● **Task objective**
Could you retype the whole listing, word for word?

Segment Start: Data for processing

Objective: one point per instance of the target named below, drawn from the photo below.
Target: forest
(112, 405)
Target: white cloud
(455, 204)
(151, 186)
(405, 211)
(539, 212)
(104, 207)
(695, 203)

Segment End: Data for processing

● **Answer area**
Objective: one point per instance of the target named below, drawn from the photo below.
Target: forest
(112, 405)
Target: white cloud
(455, 204)
(151, 186)
(405, 211)
(539, 212)
(104, 207)
(695, 203)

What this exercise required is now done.